COMPLETE THE FOLLOWING -
[A] Please answer these questions from the Walton biography, one line each:
(i) In which city was Walton born?
(ii) In what year did he join the faculty at Harvard University?
(iii) Who preceded him as President of Princeton Theological Seminary?
[B] Copy the Walton biography from "In 2022, he" up to and including "M. Craig Barnes.", changing "previous" to "former".

DOCUMENT EXCERPT -
===============

Jonathan Lee Walton (born June 22, 1973) is an author, ethicist and religious scholar. He is the President of Princeton Theological Seminary in Princeton, New Jersey. He was previously Dean of Wake Forest University School of Divinity, Presidential Chair in Religion & Society and Dean of Wait Chapel. He is the author of A Lens of Love: Reading the Bible in its World for Our World.

Early life and education 
Walton was born in Frederick, Maryland to John H. Walton and Rose Marie Walton. His father was an air traffic controller with the Federal Aviation Administration and his mother was a homemaker. His family moved to Syracuse, New York before settling in Atlanta, Georgia in 1980.

In 1991, Walton graduated from Lithonia High School and attended Wofford College on a football scholarship. He transferred to Morehouse College following his freshman year and graduated in 1996 with a BA degree in political science. Walton also became a licensed minister that same year and entered the Princeton Theological Seminary in 1999, completing his MDiv in 2002 and his PhD in 2006.

Career 
Walton began his professional career as a minister while pursuing his academic studies. He served as the officiating pastor of Memorial West Presbyterian Church in Newark, New Jersey.

In 2003, he was appointed a lecturer at Princeton University’s Department of Religion and The Program in African American Studies. He accepted a position as assistant professor of Religious Studies at the University of California in 2006.

Walton joined the faculty at Harvard University in 2010 as assistant professor of African American Religions, Harvard Divinity School, and resident scholar of Lowell House, Harvard College.

In 2012, he was appointed the Plummer Professor of Christian Morals and Pusey Minister in the Memorial Church, following the death of the Rev. Peter J. Gomes, who served in the position for 41 years.

Walton served on several boards and committees at Harvard as well as the Board of Trustees at Princeton Theological Seminary, and the National Advisory Board of the John C. Danforth Center on Religion & Politics at Washington University in St. Louis.

In 2019, he was appointed the Dean of Wake Forest University School of Divinity, Presidential Chair in Religion & Society and Dean of Wait Chapel.

In 2022, he was announced as the new President of Princeton Theological Seminary, a seminary in Princeton, New Jersey. In this position, he succeeded the previous president, Presbyterian minister M. Craig Barnes.

===============

Data listing:

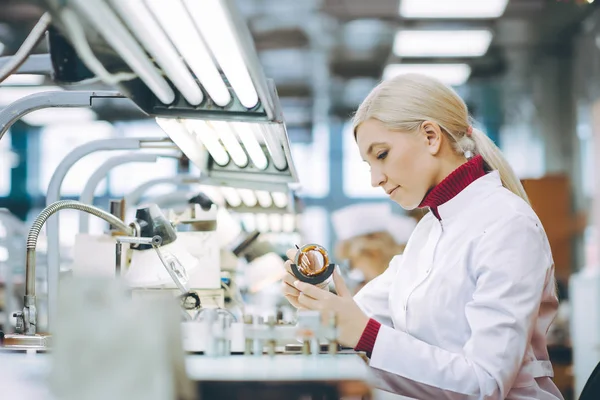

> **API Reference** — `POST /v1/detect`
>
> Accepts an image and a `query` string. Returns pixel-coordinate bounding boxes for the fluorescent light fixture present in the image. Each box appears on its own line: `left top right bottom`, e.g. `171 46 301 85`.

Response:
259 124 287 170
0 86 63 107
383 64 471 86
110 0 203 106
269 214 283 232
256 214 269 232
394 29 492 57
184 0 258 109
0 74 45 87
238 189 258 207
69 0 175 104
231 122 268 170
221 187 242 207
241 213 256 232
156 117 298 192
144 0 231 107
254 190 273 208
183 119 229 166
156 118 210 169
283 214 296 232
271 192 288 208
399 0 508 19
211 121 248 168
21 108 96 126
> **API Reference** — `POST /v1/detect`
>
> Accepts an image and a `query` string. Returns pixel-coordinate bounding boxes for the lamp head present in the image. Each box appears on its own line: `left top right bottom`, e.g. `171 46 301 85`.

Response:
132 204 177 250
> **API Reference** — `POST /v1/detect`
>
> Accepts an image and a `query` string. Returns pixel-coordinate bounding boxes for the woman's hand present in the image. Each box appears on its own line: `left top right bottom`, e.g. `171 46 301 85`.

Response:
282 249 328 310
282 249 304 309
283 250 369 348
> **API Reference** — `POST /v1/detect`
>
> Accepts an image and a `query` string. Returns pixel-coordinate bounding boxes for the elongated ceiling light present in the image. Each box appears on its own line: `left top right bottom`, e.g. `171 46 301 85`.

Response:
110 0 203 106
144 0 231 107
383 64 471 86
184 0 258 108
394 29 492 57
156 118 298 191
69 0 175 104
399 0 508 19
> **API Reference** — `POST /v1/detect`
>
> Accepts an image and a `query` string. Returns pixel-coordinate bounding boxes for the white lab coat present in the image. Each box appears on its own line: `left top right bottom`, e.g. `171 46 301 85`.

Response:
355 171 562 400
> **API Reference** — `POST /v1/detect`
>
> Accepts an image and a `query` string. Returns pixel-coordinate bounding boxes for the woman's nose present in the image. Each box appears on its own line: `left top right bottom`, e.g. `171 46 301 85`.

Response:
371 168 385 187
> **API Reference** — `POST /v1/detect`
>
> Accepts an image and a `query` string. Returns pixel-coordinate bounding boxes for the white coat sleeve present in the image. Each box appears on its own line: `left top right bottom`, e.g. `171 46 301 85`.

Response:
354 255 402 326
370 215 553 400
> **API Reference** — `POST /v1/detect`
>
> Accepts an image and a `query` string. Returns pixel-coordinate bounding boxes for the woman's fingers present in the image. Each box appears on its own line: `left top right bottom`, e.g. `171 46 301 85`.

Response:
298 293 322 310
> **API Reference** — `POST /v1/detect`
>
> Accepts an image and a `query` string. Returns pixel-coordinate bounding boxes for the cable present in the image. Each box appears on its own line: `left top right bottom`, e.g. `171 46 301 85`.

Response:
61 8 137 85
0 12 52 83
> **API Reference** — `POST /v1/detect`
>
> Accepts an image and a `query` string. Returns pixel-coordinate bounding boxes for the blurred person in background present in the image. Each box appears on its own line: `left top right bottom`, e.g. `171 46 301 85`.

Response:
331 203 417 292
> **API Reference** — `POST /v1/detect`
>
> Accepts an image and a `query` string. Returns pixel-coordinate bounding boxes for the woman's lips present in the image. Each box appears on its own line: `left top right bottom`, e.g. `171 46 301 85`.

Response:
388 186 400 196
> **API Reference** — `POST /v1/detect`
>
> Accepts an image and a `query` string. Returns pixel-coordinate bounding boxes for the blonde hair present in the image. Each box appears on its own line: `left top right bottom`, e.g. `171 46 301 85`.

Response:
352 74 529 203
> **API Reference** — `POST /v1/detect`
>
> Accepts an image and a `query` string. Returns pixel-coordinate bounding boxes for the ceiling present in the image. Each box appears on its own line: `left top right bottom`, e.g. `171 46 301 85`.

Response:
0 0 600 140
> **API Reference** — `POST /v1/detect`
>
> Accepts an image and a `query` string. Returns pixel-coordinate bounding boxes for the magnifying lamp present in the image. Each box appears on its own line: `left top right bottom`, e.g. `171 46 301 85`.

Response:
123 204 198 288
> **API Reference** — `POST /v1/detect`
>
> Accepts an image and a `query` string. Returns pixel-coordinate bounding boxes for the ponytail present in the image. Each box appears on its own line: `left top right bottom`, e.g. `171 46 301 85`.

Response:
471 128 530 204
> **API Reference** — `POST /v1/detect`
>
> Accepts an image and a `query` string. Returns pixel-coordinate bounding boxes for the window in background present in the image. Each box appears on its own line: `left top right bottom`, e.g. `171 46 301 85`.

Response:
577 105 598 199
109 120 177 199
0 131 14 197
500 124 546 179
291 124 330 198
342 123 386 198
39 121 114 196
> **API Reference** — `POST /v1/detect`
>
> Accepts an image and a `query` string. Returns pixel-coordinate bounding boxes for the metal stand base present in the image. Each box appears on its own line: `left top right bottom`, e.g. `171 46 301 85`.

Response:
0 333 52 350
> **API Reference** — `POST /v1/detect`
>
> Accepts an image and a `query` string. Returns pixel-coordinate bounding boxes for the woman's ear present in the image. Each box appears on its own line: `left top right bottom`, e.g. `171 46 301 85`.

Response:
421 121 444 155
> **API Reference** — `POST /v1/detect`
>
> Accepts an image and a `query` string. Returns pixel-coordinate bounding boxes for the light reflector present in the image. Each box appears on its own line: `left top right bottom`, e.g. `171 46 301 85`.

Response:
283 214 296 232
383 64 471 86
269 214 283 232
183 119 229 165
241 213 256 232
271 192 288 208
0 74 44 86
21 108 96 126
394 29 492 57
156 118 210 169
238 189 257 207
184 0 258 108
256 214 269 232
399 0 508 19
211 121 248 168
69 0 175 104
254 190 273 208
143 0 231 107
221 187 242 207
110 0 204 106
258 124 287 171
231 122 268 170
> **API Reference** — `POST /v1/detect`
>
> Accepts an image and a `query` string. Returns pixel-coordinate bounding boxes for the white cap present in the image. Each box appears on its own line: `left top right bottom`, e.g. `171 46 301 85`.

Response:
331 203 416 244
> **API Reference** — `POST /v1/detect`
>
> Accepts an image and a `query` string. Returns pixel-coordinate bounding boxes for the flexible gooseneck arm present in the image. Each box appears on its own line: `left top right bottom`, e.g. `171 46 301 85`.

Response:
17 200 133 335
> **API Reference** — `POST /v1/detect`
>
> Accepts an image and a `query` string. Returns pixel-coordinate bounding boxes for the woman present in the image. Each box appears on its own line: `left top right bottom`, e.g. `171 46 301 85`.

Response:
284 74 562 399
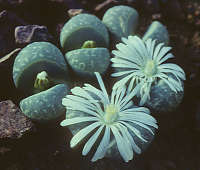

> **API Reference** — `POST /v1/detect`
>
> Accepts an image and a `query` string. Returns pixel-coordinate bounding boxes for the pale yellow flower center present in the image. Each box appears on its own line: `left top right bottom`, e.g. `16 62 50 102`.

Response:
104 104 119 123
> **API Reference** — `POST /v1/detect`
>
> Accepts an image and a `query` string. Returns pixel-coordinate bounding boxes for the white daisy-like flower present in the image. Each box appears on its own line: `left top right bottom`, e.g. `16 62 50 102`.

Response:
111 36 185 105
61 73 158 162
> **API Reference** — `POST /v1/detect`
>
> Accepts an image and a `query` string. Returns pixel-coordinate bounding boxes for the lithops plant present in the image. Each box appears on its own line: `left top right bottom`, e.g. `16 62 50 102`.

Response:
13 42 69 95
60 14 110 78
60 14 109 52
61 73 158 162
142 21 169 45
111 36 185 112
13 42 70 122
102 5 139 44
20 84 69 123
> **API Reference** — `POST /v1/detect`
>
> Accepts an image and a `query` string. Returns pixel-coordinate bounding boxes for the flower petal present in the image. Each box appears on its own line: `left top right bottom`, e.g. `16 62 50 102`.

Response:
60 116 99 126
91 126 110 162
82 125 104 155
70 122 101 148
111 126 133 162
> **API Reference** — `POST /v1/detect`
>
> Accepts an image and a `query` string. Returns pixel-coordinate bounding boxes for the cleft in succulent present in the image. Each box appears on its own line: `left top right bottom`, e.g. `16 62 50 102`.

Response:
34 71 50 91
144 60 157 76
81 40 97 48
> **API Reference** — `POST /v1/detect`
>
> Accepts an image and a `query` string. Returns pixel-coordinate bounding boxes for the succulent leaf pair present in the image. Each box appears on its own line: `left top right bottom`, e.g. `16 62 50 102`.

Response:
61 6 185 162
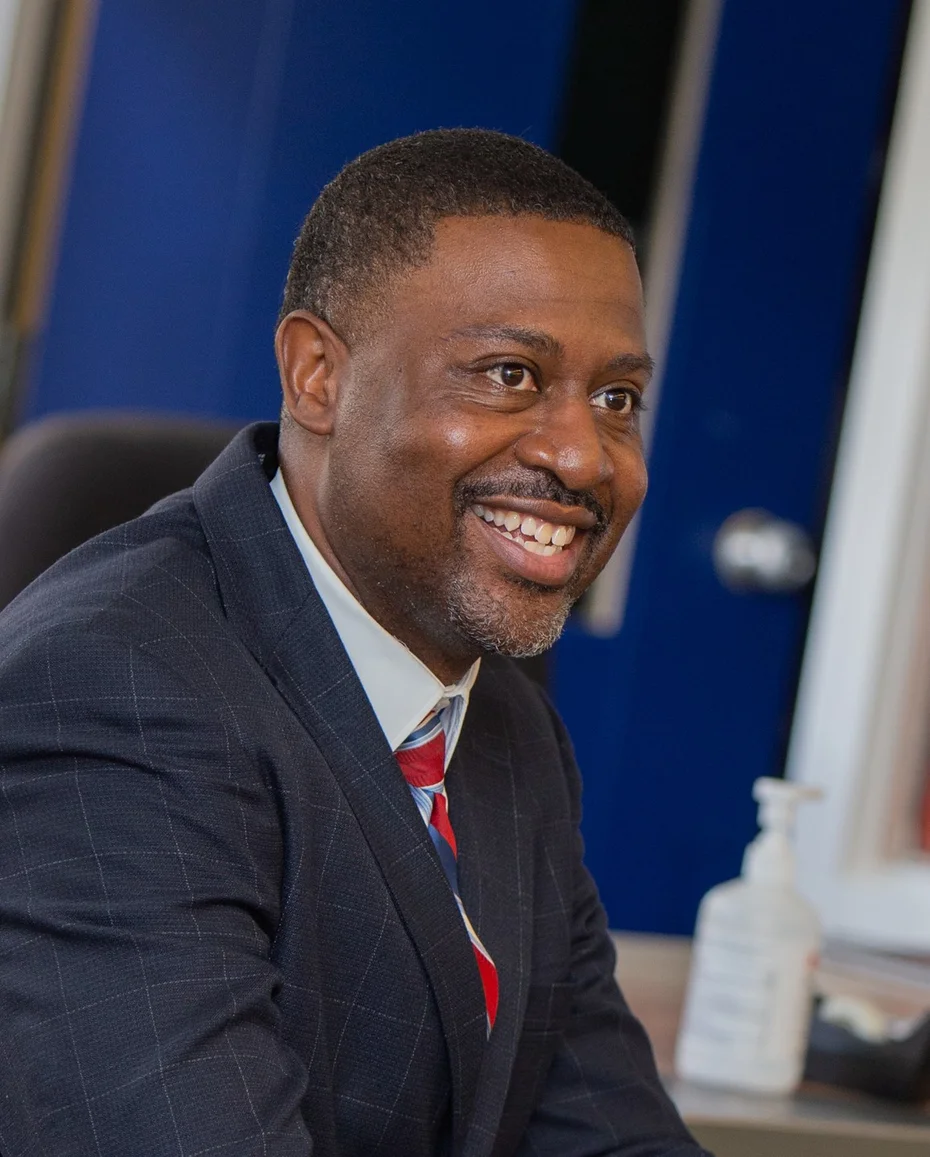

===============

COMPLETE ANSWERS -
[A]
(i) Frederick, Maryland
(ii) 2010
(iii) M. Craig Barnes

[B]
In 2022, he was announced as the new President of Princeton Theological Seminary, a seminary in Princeton, New Jersey. In this position, he succeeded the former president, Presbyterian minister M. Craig Barnes.